#### [Material provided]
===
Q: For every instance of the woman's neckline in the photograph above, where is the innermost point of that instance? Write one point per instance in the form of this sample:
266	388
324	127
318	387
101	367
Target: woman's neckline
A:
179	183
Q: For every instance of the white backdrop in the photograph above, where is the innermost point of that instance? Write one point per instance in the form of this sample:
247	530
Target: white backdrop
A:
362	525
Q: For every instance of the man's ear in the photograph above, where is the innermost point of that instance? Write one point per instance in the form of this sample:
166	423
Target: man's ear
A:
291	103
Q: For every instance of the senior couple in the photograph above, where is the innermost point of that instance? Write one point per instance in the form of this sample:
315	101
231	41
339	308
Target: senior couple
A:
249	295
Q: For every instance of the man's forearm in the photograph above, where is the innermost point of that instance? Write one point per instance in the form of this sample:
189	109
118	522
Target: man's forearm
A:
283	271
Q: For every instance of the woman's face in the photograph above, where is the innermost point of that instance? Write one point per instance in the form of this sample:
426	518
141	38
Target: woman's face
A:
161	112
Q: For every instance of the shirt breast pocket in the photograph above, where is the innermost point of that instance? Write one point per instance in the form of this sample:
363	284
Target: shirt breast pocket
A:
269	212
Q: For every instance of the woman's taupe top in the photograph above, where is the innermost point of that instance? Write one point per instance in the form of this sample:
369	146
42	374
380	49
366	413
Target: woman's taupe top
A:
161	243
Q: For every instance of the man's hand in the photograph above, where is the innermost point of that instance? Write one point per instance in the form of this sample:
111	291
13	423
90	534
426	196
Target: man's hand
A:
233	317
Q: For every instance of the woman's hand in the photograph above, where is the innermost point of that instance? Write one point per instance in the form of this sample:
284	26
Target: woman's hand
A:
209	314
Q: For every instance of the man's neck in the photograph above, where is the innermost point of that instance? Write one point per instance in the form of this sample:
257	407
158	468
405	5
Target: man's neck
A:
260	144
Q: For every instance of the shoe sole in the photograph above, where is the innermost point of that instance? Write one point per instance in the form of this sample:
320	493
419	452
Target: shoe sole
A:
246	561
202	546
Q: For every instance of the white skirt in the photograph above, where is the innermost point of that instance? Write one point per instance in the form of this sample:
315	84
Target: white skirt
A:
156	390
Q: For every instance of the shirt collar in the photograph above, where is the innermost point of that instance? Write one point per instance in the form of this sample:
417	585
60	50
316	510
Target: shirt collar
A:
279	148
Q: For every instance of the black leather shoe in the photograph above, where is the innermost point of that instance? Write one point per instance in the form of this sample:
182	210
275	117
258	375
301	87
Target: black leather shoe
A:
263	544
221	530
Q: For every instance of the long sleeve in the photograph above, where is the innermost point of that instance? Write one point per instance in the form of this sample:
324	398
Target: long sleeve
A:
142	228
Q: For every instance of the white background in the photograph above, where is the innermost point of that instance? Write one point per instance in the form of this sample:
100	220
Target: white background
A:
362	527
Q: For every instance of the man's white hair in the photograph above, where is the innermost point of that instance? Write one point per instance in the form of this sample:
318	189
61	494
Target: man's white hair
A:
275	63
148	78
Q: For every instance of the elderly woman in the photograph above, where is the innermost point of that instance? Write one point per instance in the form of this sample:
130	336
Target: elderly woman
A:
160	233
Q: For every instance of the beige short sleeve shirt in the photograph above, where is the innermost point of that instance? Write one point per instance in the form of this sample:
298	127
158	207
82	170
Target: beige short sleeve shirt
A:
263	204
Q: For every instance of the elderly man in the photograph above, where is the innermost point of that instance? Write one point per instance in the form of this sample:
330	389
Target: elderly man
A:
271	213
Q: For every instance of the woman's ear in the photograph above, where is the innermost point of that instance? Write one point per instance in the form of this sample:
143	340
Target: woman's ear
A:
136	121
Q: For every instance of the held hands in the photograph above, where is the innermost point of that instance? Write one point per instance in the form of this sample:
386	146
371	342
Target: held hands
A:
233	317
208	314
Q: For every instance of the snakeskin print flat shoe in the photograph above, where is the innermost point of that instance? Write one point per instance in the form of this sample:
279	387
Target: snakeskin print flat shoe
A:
===
#### [Description of the task]
Print all the entries above. Keep each one exact.

#### [Solved problem]
Q: For every instance of the woman's neckline in the photograph above, where is the innermost point of that instance? Write one point per instance in the form of this sample:
266	388
324	127
318	387
101	367
Target: woman's neckline
A:
179	183
Q: For every instance of the white backdrop in the photograph above, where is the innermost point of that instance? Write one point per instance in the form of this sample:
247	530
Target: white backdrop
A:
362	525
Q: For every instance of the man's ear in the photograph above, where is the innermost point of that instance? Write one point per instance in the form of this sample:
166	423
Target: man's ear
A:
291	103
Q: For every instance of the senior couple in the photograph above, where is the innermost point of that instance? Write one point per instance in the form of this sample:
315	101
231	41
339	308
Target: senior couple
A:
249	295
Q: For every instance of the man's forearm in the photograph above, where is the innermost point of that instance? Write one point per instance in the form of this sample:
189	109
118	522
Target: man's forearm
A:
283	271
Q: For every instance of the woman's face in the photograph above, where is the innermost point of that instance? Write one point per instance in the form of this sample:
426	518
141	38
Target: woman's face
A:
161	112
Q: For every instance of the shirt breast pocket in the photograph above, where is the innermost point of that instance? Write one point per instance in the form of this sample:
363	284
Target: shirt breast pocket
A:
269	212
Q: For every instance of the woman's taupe top in the photograph above, where is the innermost point of that instance? Write one point per instance in the form of this sample:
369	146
42	374
380	49
366	413
Target: woman's taupe top
A:
161	243
Q: For every instance of the man's hand in the photograph above, where is the innermost point of that instance? Write one point per instance in the form of this sample:
111	291
13	423
90	534
426	196
Target: man's hand
A:
233	317
Q: For every instance of the woman's hand in the photograph above, where is the innermost point of that instance? Write one point per instance in the form of this sample:
284	26
Target: woman's hand
A:
209	314
Q: For every instance of the man's neck in the photograph above, where is the innermost point of that instance? Write one point per instance in the form of this sample:
257	407
158	468
405	5
Target: man's neck
A:
260	144
Q: For every instance of the shoe sole in the photograph above, where is the innermost point of that instance? Write one point per instance in the form of this sample:
320	493
419	452
Target: shoe sole
A:
246	561
202	546
Q: For every instance of the white skirt in the photograph above, where is the innermost point of that instance? Write one point per instance in the form of this sample:
315	84
Target: white skirt
A:
156	390
Q: For every instance of the shirt collar in the photograph above, where is the innermost point of that instance? Write one point per instance in the form of this sample:
417	585
60	50
316	510
Target: shirt collar
A:
279	148
Q: For every instance of the black leather shoe in the photograph above, where is the innermost point of that instance? Write one point per instance in the form of this sample:
182	210
275	117
258	375
301	87
Target: black leather shoe
A:
263	544
221	530
Q: For every instance of the long sleeve in the photograph above, where is the innermost point of that instance? Write one point per instance in the form of this sample:
324	398
Target: long sleeve
A:
142	228
Q: For every instance of the white background in the photograph above, where is the innermost point of that instance? Write one point per instance in the form of this sample:
100	220
Target: white background
A:
362	527
Q: For every instance of the man's white hair in the photograph above, where is the innermost point of that instance? Write one point per instance in the form of this sample:
318	189
61	494
Target: man's white hair
A:
275	63
148	78
Q: For every instance of the elderly woman in the photograph above, where is the innermost point of that instance? Write one point per instance in the form of this sample:
130	336
Target: elderly woman
A:
160	233
Q: For every instance of the beige short sleeve shirt in the photograph above, where is the innermost point of that instance? Write one point per instance in the form of this sample:
298	127
158	207
82	170
Target: beige short sleeve shirt
A:
263	204
Q: For every instance of the elderly man in the photograph above, where is the innermost point of that instance? Write one point per instance in the form of this sample:
330	389
Target: elderly man
A:
271	213
Q: For every instance of the woman's ear in the photograph above, where is the innermost point of that instance? Write one point per instance in the form of this sample:
143	340
Target: woman's ear
A:
136	121
Q: For every instance of the held hands in the photograph above, where is the innermost point of that instance? Write one point per instance in the form of this sample:
386	146
371	342
Target: held hands
A:
233	317
208	314
Q: For every instance of the snakeskin print flat shoe in the photograph above, where is the innermost point of that instance? Write one point per instance in the form of this sample:
279	387
Target: snakeskin print flat shoe
A:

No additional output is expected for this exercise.